Extended Data Fig. 11: Enhancer validation experiments in human cell lines.
From: Supervised enhancer prediction with epigenetic pattern recognition and targeted validation

a) Schematic of the enhancer validation experiment flow. At top is the third-generation HIV-based self-inactivating vector (deletion in 3’ LTR indicated by red triangle), with PCR-amplified test DNA (blue, cloned in both orientations) inserted just 5’ of a basal Oct4 promoter (P) driving IRES-eGFP (green). Vector supernatant was prepared by plasmid co-transfection of 293T cells. Cells of interest were transduced and then analyzed by flow cytometry a few days later. Shown below is the expected post-transduction structure of the SIN HIV vector, with a duplication of the 3’ LTR deletion rendering both LTRs non-functional. b) Fold changes of gene expression of eGFP was compared between negative elements (n=20 biologically independent samples) and putative enhancers (n=20 biologically independent samples) chosen at random. Each sample in the plot is the average log fold change of the replicates for each element. c–e) Predicted enhancers increase gene expressions in A549, HOS, and TZM-bl cell lines. The enhancers were predicted in H1-hESCs. The activities of these enhancers (N=20 in each plot) were compared to control regions (N=20 in each plot) in three other cell lines: c) HOS, d) A549, and e) TZM-bl. The p-value were calculated by the two-sided t-test. The center value represented by the green line in the box plot shows the median log FC of each group. The 25th and 75th percentiles of the log fold changes in gene expressions for each group are represented by the upper and lower lines of the box, with whiskers connecting to the maximum and the minimum value.

» Input data
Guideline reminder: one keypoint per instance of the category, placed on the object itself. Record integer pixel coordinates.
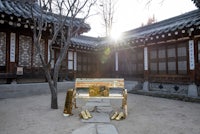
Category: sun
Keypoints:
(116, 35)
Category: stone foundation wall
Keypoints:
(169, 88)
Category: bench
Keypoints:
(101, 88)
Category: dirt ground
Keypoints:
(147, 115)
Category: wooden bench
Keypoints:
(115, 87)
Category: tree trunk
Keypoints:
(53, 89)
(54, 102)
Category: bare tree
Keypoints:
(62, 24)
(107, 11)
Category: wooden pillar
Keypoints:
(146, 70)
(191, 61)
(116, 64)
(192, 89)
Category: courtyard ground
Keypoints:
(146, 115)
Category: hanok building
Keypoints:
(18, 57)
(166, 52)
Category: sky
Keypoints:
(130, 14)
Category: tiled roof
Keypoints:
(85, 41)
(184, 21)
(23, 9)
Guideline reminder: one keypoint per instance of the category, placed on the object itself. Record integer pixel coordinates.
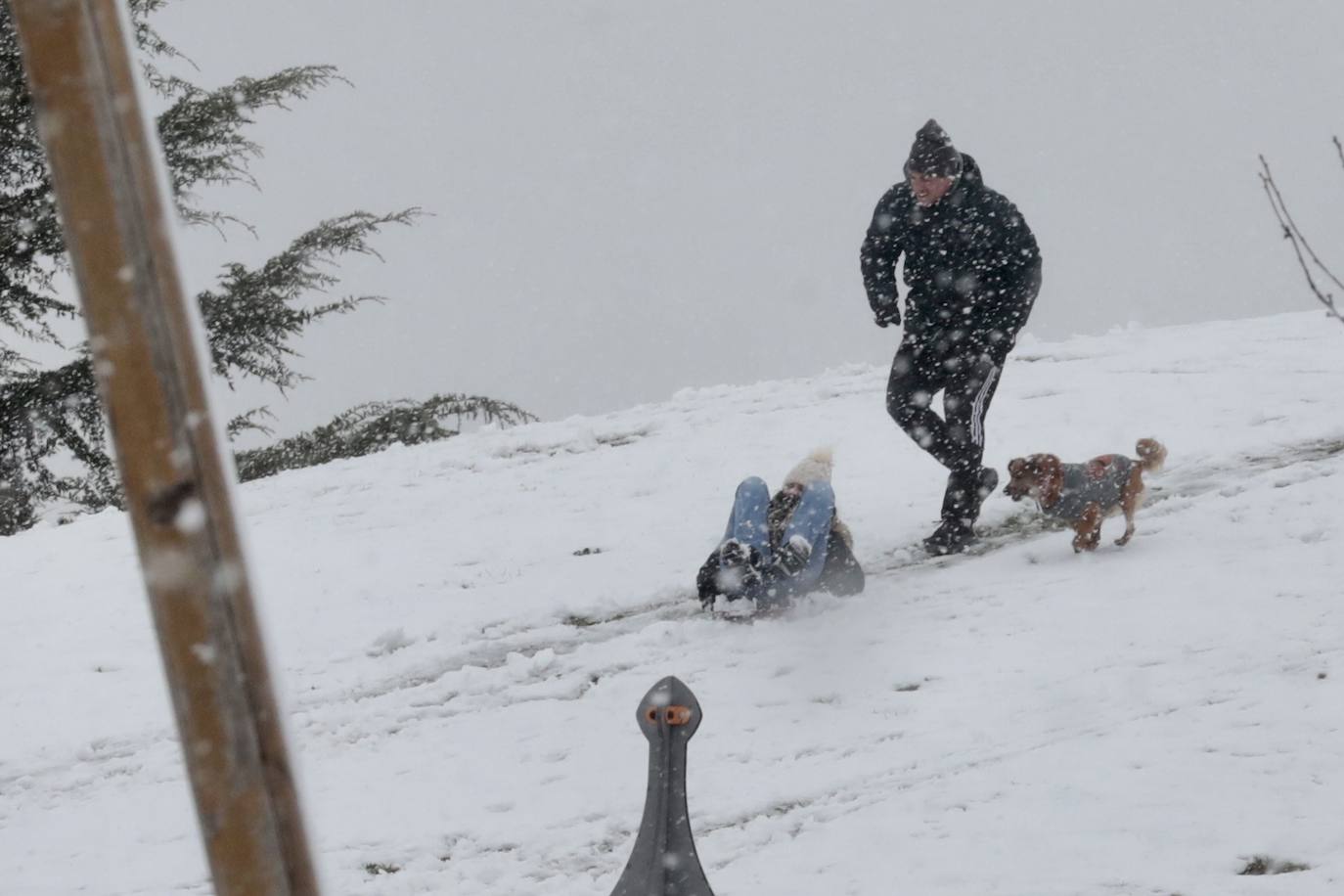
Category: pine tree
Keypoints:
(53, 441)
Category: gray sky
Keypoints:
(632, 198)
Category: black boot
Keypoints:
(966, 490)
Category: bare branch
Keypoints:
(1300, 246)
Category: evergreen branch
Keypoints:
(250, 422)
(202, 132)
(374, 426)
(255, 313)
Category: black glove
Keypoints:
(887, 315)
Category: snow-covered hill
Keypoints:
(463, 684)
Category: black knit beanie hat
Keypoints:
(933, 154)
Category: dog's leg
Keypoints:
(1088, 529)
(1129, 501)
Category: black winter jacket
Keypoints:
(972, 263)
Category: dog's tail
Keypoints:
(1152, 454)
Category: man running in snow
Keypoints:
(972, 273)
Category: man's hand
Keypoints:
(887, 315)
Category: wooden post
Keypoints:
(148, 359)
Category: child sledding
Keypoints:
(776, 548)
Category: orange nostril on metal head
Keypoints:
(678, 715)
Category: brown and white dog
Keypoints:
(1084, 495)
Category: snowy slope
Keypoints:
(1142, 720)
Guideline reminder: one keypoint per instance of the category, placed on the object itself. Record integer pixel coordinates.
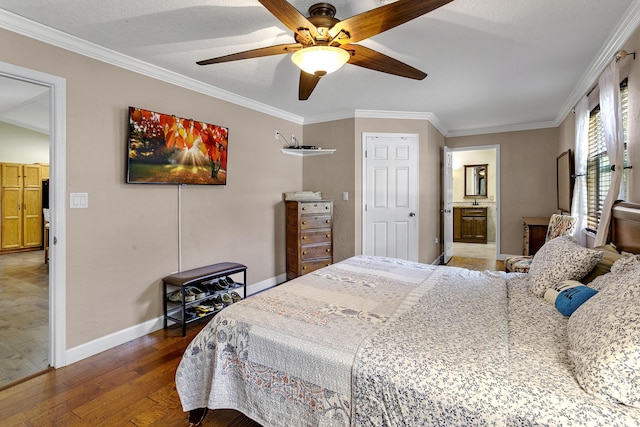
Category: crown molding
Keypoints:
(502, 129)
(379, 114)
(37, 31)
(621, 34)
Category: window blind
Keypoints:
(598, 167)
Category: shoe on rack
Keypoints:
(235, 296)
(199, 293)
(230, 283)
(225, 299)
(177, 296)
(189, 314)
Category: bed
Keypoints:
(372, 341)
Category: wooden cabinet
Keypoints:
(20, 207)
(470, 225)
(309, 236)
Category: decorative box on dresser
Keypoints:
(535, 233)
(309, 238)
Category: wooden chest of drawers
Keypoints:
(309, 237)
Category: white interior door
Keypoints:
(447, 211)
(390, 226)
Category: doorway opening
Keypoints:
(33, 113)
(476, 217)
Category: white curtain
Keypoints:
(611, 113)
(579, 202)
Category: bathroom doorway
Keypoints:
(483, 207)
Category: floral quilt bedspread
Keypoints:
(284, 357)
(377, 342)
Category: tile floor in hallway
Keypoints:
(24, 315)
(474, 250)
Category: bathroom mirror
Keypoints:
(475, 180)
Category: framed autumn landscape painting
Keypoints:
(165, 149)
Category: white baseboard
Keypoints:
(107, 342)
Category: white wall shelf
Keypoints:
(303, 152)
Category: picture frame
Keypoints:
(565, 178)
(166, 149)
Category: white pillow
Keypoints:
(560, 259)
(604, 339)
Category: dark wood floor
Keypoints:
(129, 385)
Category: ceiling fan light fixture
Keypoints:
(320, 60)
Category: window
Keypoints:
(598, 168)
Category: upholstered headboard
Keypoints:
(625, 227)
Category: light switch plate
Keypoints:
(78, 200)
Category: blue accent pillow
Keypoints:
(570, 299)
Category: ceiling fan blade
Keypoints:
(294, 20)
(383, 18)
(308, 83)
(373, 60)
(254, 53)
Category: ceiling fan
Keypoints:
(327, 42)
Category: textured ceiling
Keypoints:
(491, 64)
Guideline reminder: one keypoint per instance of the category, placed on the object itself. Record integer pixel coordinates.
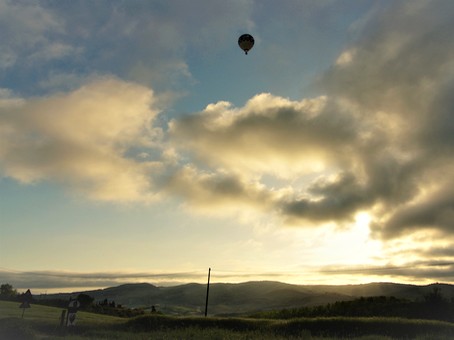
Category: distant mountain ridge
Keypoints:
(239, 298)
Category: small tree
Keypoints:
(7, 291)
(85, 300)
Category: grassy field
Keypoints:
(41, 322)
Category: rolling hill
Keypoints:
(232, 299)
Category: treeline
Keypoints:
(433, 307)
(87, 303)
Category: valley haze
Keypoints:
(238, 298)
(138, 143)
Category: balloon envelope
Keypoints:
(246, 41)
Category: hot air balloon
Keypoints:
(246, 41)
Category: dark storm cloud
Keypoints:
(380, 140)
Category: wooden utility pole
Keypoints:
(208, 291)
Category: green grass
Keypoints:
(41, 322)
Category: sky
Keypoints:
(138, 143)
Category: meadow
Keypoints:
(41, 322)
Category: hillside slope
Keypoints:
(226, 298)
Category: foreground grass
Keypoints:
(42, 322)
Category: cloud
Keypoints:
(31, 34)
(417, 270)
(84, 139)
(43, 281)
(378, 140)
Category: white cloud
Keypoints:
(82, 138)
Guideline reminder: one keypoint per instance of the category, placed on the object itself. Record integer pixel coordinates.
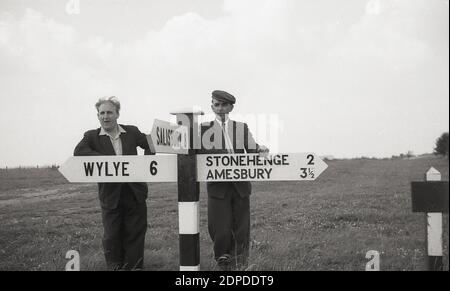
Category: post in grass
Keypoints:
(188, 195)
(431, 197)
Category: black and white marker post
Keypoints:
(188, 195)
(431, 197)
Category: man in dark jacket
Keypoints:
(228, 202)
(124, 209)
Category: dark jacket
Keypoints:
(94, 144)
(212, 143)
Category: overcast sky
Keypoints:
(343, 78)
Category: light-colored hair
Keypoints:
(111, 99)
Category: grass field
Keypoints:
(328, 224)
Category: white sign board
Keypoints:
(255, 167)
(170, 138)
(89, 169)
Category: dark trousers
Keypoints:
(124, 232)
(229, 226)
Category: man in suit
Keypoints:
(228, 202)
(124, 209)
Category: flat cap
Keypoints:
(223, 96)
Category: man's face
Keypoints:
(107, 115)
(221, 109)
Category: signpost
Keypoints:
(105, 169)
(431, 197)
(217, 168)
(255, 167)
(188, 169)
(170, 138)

---

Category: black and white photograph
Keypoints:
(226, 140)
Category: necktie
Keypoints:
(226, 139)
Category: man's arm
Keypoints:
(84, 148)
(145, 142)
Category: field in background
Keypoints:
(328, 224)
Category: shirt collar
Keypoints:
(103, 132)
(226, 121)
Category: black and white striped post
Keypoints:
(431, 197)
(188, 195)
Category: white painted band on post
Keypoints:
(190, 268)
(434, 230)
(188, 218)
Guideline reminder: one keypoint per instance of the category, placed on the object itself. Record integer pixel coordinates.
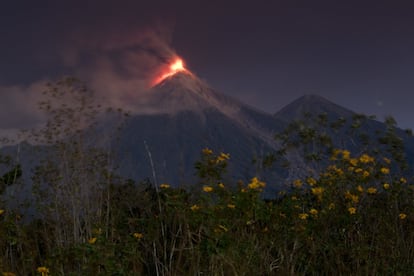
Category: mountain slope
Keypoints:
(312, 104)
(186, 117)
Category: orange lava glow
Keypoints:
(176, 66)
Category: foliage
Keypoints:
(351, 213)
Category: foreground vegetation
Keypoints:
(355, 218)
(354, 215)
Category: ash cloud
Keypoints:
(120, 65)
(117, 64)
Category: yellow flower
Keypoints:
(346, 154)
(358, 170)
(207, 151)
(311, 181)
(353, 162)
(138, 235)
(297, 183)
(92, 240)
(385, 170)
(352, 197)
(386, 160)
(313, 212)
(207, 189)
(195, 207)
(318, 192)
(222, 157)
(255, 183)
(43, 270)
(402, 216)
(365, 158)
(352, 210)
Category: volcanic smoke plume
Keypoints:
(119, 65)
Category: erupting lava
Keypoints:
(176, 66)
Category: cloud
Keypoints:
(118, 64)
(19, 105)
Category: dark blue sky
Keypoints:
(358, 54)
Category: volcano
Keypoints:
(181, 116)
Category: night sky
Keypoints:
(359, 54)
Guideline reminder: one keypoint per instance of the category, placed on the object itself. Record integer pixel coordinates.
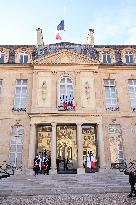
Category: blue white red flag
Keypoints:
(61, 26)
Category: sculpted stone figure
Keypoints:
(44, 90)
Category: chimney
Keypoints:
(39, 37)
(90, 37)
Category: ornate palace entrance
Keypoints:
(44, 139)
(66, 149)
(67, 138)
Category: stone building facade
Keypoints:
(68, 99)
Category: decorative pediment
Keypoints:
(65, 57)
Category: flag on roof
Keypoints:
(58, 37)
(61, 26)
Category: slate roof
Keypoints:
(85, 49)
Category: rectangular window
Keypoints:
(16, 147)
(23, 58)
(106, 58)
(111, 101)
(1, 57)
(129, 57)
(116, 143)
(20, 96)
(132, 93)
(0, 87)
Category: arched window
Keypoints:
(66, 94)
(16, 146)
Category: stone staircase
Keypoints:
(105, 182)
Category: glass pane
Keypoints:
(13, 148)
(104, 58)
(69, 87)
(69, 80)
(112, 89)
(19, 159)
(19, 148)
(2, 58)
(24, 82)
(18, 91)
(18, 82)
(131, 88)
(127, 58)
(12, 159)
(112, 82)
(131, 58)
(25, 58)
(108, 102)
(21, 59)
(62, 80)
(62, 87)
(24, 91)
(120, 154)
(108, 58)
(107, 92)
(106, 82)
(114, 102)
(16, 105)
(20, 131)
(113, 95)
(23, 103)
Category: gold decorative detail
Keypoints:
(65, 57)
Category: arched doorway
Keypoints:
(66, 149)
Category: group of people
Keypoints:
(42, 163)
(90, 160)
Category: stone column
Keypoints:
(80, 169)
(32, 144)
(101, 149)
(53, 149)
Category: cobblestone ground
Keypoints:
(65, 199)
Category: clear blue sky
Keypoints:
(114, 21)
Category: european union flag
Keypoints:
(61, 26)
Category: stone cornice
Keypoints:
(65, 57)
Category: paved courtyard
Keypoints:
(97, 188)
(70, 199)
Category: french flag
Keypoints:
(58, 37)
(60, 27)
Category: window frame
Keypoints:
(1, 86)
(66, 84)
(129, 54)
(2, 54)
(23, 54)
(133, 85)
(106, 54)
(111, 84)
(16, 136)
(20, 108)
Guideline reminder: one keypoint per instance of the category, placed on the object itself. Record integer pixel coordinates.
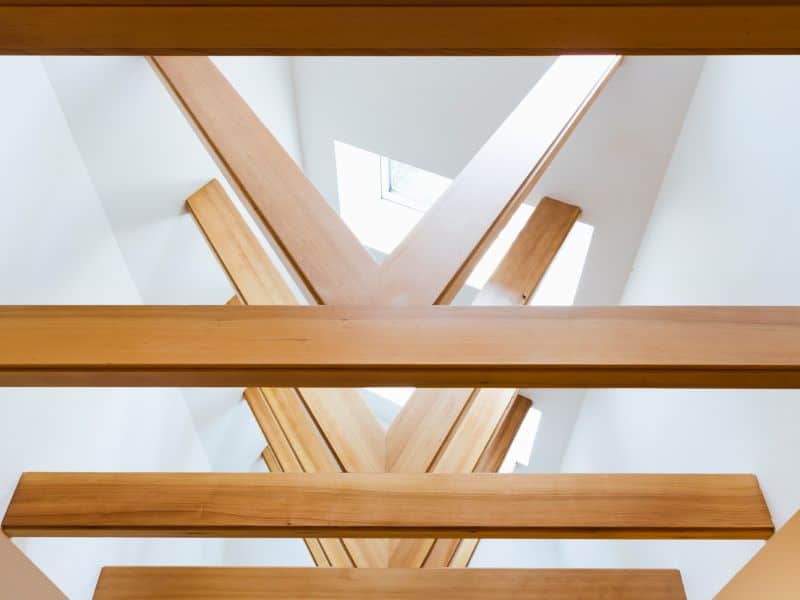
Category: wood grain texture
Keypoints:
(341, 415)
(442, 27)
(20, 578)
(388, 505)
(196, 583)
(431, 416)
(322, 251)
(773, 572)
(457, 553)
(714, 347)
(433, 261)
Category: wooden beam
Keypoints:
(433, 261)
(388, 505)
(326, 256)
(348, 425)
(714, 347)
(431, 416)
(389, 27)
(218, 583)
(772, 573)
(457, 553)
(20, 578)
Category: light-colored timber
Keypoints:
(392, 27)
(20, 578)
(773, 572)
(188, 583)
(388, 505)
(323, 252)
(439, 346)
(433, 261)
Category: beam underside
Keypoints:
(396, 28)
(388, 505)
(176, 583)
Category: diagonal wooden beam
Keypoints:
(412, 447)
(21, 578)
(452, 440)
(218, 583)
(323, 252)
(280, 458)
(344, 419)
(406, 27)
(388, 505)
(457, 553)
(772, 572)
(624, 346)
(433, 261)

...

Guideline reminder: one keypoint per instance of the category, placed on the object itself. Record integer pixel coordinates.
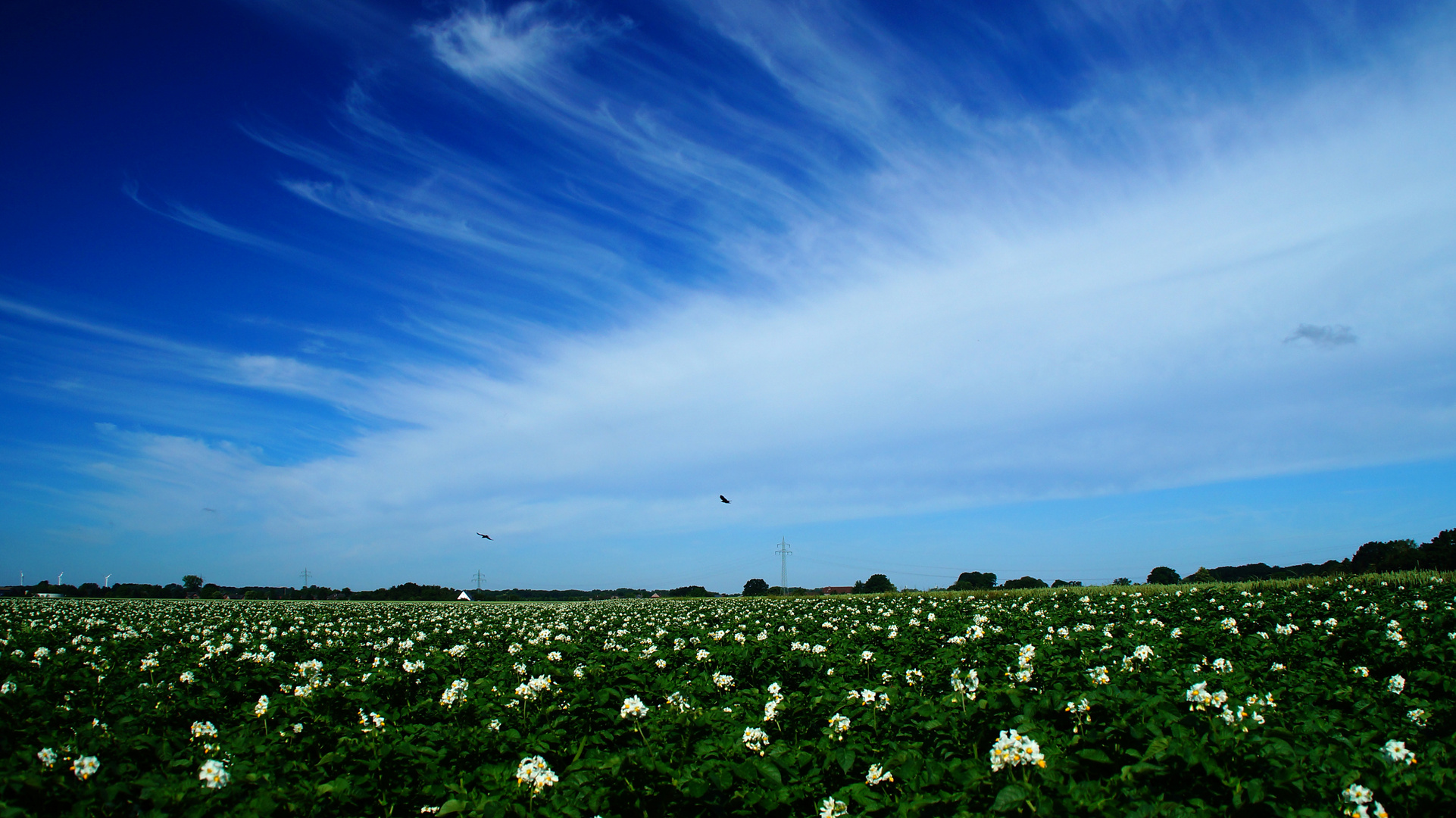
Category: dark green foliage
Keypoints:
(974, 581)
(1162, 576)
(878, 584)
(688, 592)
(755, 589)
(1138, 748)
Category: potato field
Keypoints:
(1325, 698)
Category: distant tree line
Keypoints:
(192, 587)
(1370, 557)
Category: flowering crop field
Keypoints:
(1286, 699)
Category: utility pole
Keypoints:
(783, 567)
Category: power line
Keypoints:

» Apply what you read
(1) Answer these questions from the figure legend on enhancer validation, one line each:
(a) Which cells were co-transfected with plasmids to prepare the vector supernatant?
(b) In which cells were the enhancers predicted?
(c) What does the green line in the box plot show?
(2) Name every cell line mentioned in the figure legend on enhancer validation.
The data comes from a different source than the figure legend.

» Task-by-task outputs
(1)
(a) 293T cells
(b) H1-hESCs
(c) The median log FC of each group

(2) 293T, H1-hESCs, A549, HOS, TZM-bl